_Kutipan Teks_:
━━━━
*Untuk
melihat semua artikel Sejarah Kalimantan Timur di blog ini Klik Disini
Presiden
Republik Indonesia, Joko Widodo secara resmi pada tanggal 26 Agustus 2019 menetapkan
Provinsi Kalimantan Timur yang akan menjadi Ibu Kota Indonesia baru yang
lokasinya berada di sebagian Kabupaten Penajam Paser Utara dan sebagian di
Kabupaten Kutai Kartanegara. Gagasan pemindahan itu sudah lama ada bahkan sejak
era Presiden Soekarno yakni di Palangkaraja (Provinsi termuda waktu itu,
Kalimantan Tengah). Baru akhir-akhir ini gagasan pemindahan itu dilakukan lebih
serius.
Pemindahan ibu kota negara bukanlah hal yang
baru. Amerika Serikat jauh di masa lampau memindahkan ibu kota dari New York ke
Washington DC. Demikian juga India dari Calcutta ke New Delhi dan Birma
(Myanmar). Lalu yang terbilang relatif muda adalah negara Malaysia dari Kuala
Lumpur ke Patra Jaya. Ibu kota Jakarta tentu saja di masa lampau adalah ibu
kota baru yang sebelumnya di stad (kota) Batavia (berada di jalan Kali Besar
yang sekarang) dipindahkan ke Weltevreden (sekitar Monas yang sekarang). Tentu
saja jangan lupa ibu kota Republik Indonesia pernah dipindahkan dari Djakarta
(Batavia) ke Djogjakarta (1946-1949) dan pada saat Perang Kemerdekaan setelah
Djogjakarta diduduki Belanda (NICA) tahun 1948 muncil ibu kota baru di
Bukittinggi (Fort de Kock) dengan dibentuknya Pemerintah Darurat Republik
Indonesia (PDRI).
━━━━
Berdasarkan teks tentang pemindahan ibu kota di atas, jelaskan mengapa ibu kota Republik Indonesia pernah berada di Bukittinggi. Jawab dalam satu sampai tiga kalimat.

_Bahan yang Diberikan_:
━━━━
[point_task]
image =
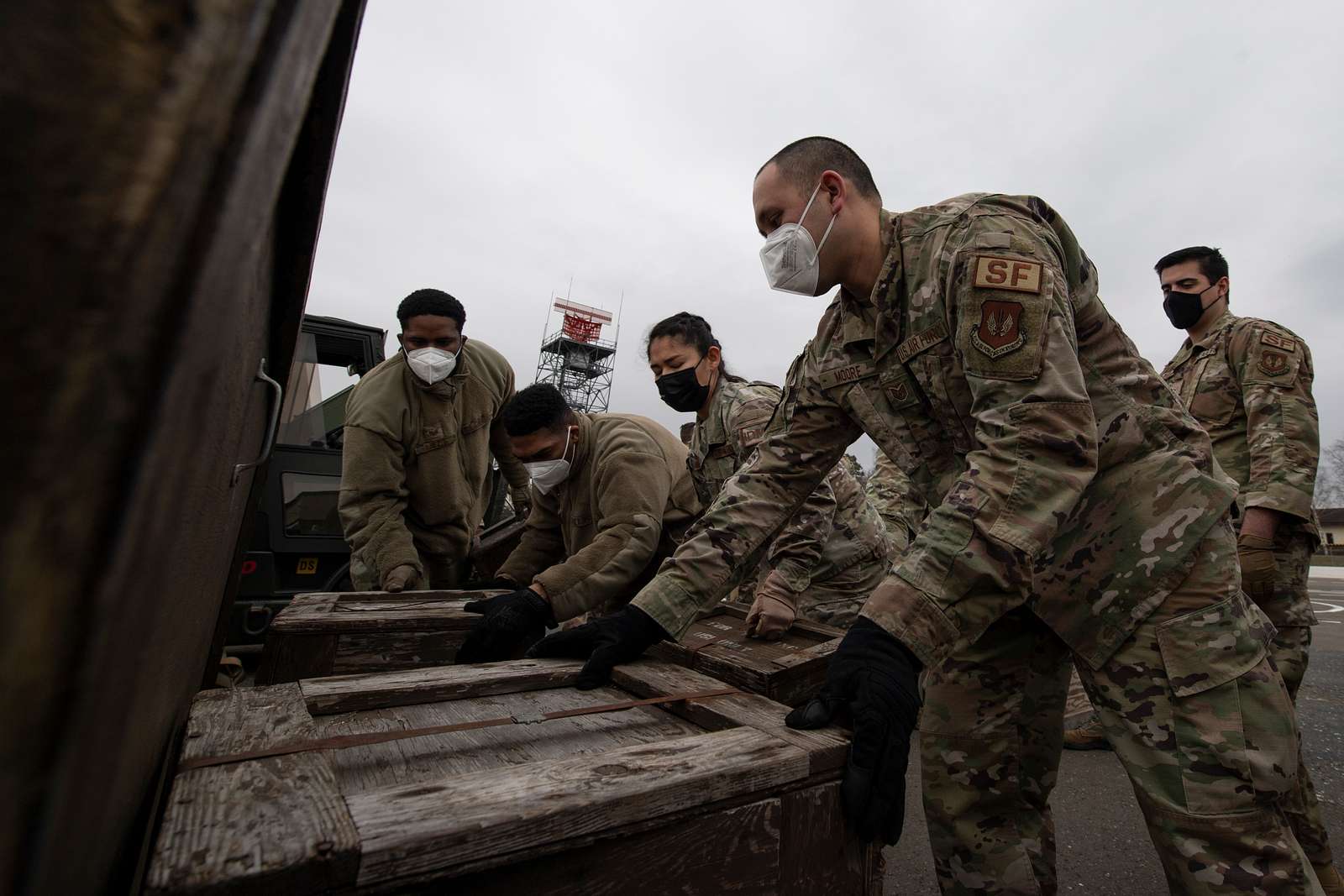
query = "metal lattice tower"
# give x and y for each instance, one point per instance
━━━━
_Jawaban Tugas Ini_: Ibu kota pernah berada di Bukittinggi (Fort de Kock) karena Djogjakarta, yang saat itu menjadi ibu kota, diduduki Belanda (NICA) pada tahun 1948 ketika Perang Kemerdekaan. Karena itu, ibu kota baru muncul di Bukittinggi bersamaan dengan dibentuknya Pemerintah Darurat Republik Indonesia (PDRI).